→ **What is needed**: In the listing below, find the line with "drop one pin per instance, shaped like <point>83,264</point>." and copy every line from there up to and including the line with "Target: black face mask", exactly and without pictures.

→ **Dataset records**:
______________________________

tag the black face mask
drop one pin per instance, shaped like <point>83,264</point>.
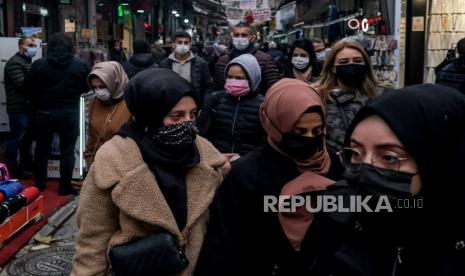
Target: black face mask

______________________________

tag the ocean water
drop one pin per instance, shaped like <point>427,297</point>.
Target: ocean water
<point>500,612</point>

______________________________

→ **Problem solution**:
drop one pin per instance, shaped like <point>83,264</point>.
Target: black face mask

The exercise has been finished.